DIRECTIONS FOR THIS TASK:
Reproduce each of the records below line for line, keeping every character unchanged.

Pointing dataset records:

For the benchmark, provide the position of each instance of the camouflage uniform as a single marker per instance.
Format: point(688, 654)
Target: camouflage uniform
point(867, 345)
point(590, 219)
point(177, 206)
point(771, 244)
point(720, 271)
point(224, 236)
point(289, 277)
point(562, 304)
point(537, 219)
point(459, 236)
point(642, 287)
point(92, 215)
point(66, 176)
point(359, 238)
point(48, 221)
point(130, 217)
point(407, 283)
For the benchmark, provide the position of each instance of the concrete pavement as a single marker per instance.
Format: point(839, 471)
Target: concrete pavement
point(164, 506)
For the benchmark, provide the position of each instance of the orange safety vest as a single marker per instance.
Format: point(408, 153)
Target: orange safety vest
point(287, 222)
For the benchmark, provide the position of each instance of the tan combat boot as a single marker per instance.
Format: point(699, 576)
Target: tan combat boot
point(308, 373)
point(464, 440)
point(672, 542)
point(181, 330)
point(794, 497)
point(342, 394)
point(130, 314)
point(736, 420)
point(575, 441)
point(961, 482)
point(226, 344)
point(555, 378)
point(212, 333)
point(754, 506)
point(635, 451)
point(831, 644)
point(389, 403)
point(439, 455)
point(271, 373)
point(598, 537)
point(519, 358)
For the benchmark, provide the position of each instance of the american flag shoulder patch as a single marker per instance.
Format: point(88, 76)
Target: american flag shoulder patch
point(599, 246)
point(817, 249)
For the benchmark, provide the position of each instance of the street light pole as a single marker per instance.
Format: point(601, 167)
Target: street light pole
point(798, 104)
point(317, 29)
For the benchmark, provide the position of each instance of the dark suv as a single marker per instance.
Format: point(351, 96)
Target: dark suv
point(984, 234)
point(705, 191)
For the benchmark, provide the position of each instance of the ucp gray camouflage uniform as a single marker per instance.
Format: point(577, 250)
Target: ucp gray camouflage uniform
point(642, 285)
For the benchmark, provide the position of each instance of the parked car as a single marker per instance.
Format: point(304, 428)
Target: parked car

RESULT OF THIS EXERCISE:
For the benchmark, provide the position of each instance of the camouflage uniform as a single marker per instance.
Format: point(688, 654)
Target: camouflage uniform
point(867, 345)
point(590, 219)
point(177, 206)
point(771, 244)
point(720, 271)
point(224, 236)
point(289, 277)
point(562, 304)
point(537, 219)
point(459, 236)
point(642, 287)
point(92, 215)
point(66, 176)
point(359, 238)
point(48, 221)
point(130, 217)
point(407, 283)
For the benchmark, provide the position of each instance of the concrete pavement as a single marker per instance.
Format: point(839, 471)
Target: concrete pavement
point(164, 506)
For the benchmark, provide the position of each instance of the orange safety vest as a single marker per instance.
Format: point(408, 153)
Target: orange safety vest
point(287, 222)
For the benchmark, provide the position of each instance of the tan combat boot as a single marker per instance.
Format: point(699, 576)
Target: tan combat boot
point(308, 373)
point(464, 440)
point(672, 542)
point(181, 330)
point(794, 497)
point(342, 394)
point(130, 314)
point(736, 420)
point(575, 441)
point(961, 482)
point(226, 344)
point(555, 378)
point(212, 333)
point(754, 506)
point(635, 451)
point(831, 644)
point(389, 403)
point(439, 455)
point(271, 373)
point(598, 537)
point(519, 358)
For the benchmark, provide the position of each instance of the american flag shoulder patch as a single marker per instance.
Format: point(88, 76)
Target: american flag shoulder patch
point(599, 246)
point(817, 249)
For the benchmark, provide the position of each instance of the street light pole as a single marker per instance.
Format: point(601, 167)
Target: street light pole
point(798, 104)
point(317, 29)
For the benchmark, provide the position of each instance of the dark suv as a single marker per instance.
Format: point(351, 96)
Target: dark suv
point(984, 234)
point(705, 191)
For the benchmark, provide the position of each instance of the ucp gray camouflage uniform as a single marker per instance.
Format: point(577, 250)
Target: ucp gray camouflage uniform
point(642, 285)
For the benchmark, provide the position of each instance of the parked car as a single marker per instance.
Format: point(304, 428)
Target: parked car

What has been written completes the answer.